*Goal of the exercise:*
Copy out the entries below line for line, leaving out the pictures.

════════

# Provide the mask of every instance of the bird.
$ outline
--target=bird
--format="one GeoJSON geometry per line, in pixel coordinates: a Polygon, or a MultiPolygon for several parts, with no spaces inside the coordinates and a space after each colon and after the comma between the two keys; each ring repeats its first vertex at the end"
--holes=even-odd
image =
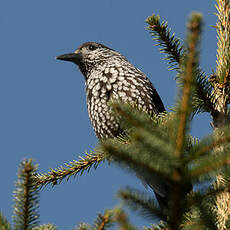
{"type": "MultiPolygon", "coordinates": [[[[111,113],[110,100],[135,102],[138,107],[158,115],[163,102],[148,77],[125,56],[97,42],[85,42],[76,51],[56,59],[76,64],[85,78],[88,114],[98,139],[121,135],[119,120],[111,113]]],[[[154,176],[147,184],[160,207],[168,204],[170,185],[154,176]]]]}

════════

*The response:*
# Provide the mask of every instance of the bird.
$ outline
--target=bird
--format="one GeoJSON geometry per line, in pixel coordinates: a Polygon, or a MultiPolygon for several parts, with no spaces inside the coordinates and a space after each colon and after the comma between the two keys; each ring repeats its first vertex at the end"
--holes=even-odd
image =
{"type": "MultiPolygon", "coordinates": [[[[111,113],[110,100],[135,102],[138,107],[158,115],[163,102],[148,77],[125,56],[97,42],[85,42],[76,51],[56,59],[76,64],[85,78],[88,114],[98,139],[121,135],[119,120],[111,113]]],[[[154,176],[147,184],[160,207],[168,204],[170,185],[154,176]]]]}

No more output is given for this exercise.